§ DOCUMENT TEXT:
== == ==

For the last 2 weeks I have been treating a professional singer, which for an amateur singer like me is always an enjoyable experience as I always learn something in our discussions – part of the reason I love being an osteopath is that the people I treat are so interesting! And it’s great when I can help them improve performance in their work or their passion, not just reduce their pain.
For a professional singer, their voice is their instrument, and like musicians (or indeed anyone who has mastered a movement-based physical skill at a high level – dancer, dressage rider, plasterer etc.), singers are very aware of what is going on in their body, and if there is any restriction (even though there may be no pain) that is affecting the ease or control of their breath and voice, they will feel it.
This particular singer did have a specific problem – a mild rotator cuff (shoulder) tendonitis following a sprain while gardening. However, they also had an intermittent spasm in the area of the lower ribs & an area of the upper thorax that felt stiff and achy, and generally (as someone both body-aware & some experience as both a cranial patient & practitioner) felt out of sorts. Addressing the underlying deeper tensions through the spine, diaphragm and pelvis using cranial osteopathic techniques (as well as doing massage & movements to the injured shoulder) made a noticeable difference to the patient’s experience of their breath control – at the second appointment this week, they said they could carry long lines through which they’d be unable to do the week previously (and the painful areas were less painful), and their experience of singing was a greater sense of ease than before the treatment.
Another singer I treated – this time an opera singer from abroad with no experience of osteopathy (cranial or otherwise) – fell and injured themselves in rehearsal (oddly enough, another shoulder injury!). I happened to be singing in the chorus, so was happy to treat them as the staging meant they had to climb a ladder – a bit difficult when you can’t lift your arm above 90 degrees! While assessing them using a ‘cranial’ osteopathic assessment, I found another problem unrelated to the injury – tension in a muscle (psoas) that from an osteopathic point of view is integrally linked to diaphragm function. The singer was a bit surprised, as they hadn’t told me about an accident they’d had (hit by a car on that side of the pelvis as a child). They were also surprised that when I treated them, they could feel their ‘spinal cord dancing’ (their words not mine), and similar to my more recent case, after treatment experienced an increased sense of capacity and ease in their singing – sufficient to suggest I might like to move to their country and treat them & their friends!

== == ==

§ EXCERPTED RECORDS:
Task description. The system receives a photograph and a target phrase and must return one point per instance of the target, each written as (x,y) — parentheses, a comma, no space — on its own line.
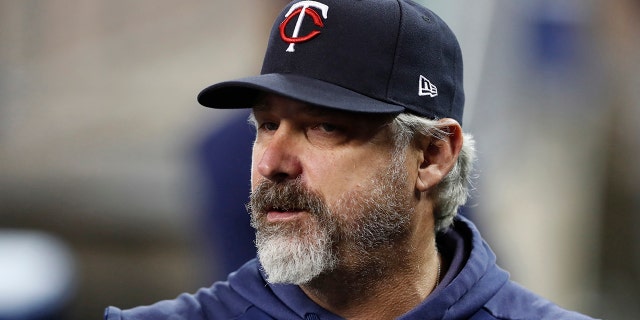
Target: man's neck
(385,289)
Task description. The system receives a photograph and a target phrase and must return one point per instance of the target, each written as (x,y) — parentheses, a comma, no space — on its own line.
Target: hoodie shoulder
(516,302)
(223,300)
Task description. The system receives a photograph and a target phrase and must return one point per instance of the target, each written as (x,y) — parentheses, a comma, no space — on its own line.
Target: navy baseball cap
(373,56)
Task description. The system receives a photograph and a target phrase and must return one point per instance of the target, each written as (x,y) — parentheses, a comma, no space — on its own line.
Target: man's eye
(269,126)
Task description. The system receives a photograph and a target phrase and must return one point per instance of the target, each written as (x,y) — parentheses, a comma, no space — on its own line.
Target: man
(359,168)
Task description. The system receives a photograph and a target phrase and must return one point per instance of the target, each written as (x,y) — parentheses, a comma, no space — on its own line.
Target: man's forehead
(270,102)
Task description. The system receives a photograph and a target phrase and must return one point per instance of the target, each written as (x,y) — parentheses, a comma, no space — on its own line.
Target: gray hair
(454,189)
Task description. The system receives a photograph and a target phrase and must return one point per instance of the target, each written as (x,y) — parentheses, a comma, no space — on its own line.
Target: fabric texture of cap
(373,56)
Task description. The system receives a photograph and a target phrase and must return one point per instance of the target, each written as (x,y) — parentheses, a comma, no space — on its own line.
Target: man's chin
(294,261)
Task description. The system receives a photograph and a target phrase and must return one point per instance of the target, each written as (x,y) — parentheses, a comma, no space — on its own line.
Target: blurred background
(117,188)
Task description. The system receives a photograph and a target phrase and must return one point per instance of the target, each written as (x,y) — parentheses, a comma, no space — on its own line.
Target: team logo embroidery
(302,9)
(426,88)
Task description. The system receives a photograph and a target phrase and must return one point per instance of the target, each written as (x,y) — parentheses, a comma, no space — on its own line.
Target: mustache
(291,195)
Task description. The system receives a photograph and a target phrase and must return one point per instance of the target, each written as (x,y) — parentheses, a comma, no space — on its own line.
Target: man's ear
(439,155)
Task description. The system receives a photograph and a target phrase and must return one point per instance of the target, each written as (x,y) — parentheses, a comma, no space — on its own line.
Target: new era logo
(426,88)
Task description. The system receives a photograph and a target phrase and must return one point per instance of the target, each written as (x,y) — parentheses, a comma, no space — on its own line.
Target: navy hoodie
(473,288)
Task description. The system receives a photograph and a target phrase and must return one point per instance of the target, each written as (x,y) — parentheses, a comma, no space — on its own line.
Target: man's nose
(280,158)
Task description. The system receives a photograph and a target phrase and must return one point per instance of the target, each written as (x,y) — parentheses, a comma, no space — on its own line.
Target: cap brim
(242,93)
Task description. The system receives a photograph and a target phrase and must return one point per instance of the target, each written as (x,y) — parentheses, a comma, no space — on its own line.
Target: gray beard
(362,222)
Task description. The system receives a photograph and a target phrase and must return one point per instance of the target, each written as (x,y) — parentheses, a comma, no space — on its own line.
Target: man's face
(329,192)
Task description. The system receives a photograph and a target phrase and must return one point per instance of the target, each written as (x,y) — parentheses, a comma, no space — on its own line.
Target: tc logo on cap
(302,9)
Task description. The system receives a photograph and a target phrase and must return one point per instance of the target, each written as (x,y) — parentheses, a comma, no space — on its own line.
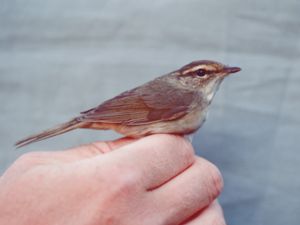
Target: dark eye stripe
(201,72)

== == ==

§ TASKS:
(a) In the text about treating singers, why was the osteopath glad to treat the opera singer who injured a shoulder in rehearsal? Answer in one to three sentences.
(b) Transcribe the text about treating singers from "For a professional" to "will feel it.".
(c) Go on with the osteopath's account of treating singers, starting right after its final sentence.
The records that come after the text are independent material and have no connection to it.

§ ANSWERS TO THE TASKS:
(a) The staging required the singer to climb a ladder, which is hard when you can't lift your arm above 90 degrees. The osteopath also happened to be singing in the chorus.

(b)
For a professional singer, their voice is their instrument, and like musicians (or indeed anyone who has mastered a movement-based physical skill at a high level – dancer, dressage rider, plasterer etc.), singers are very aware of what is going on in their body, and if there is any restriction (even though there may be no pain) that is affecting the ease or control of their breath and voice, they will feel it.

(c)
Similarly, treating musicians can help performance in ways that are about freedom or ease, not just pain reduction. Earlier this year I treated a flautist who had come to me for shoulder & neck pain. In the course of our conversation, I mentioned that I could see they had a bite problem with their jaw, which they then told me they had previously been offered surgery for, but had declined, since it would mean they couldn’t work after the surgery, and even worse, there was no guarantee that their playing would be the same once they’d recuperated. For an osteopath, the relationship between the jaw & the upper neck is crucial, since a failure of compensation in one area (say, the jaw) may lead to other muscles of the head & neck becoming symptomatic through increased compensation or altered mechanics. As part of my assessment and treatment, I used some intra-oral techniques (working with my fingers on the bones inside the mouth) to release tension around the palate – this is what they emailed me after the treatment:
“Just wanted to let you know that I had a fantastic rehearsal tonight following my session with you today. Face/sinus/jaw area felt really free and I was able to play without feeling strain. What a difference to be able to work with my body feeling like that.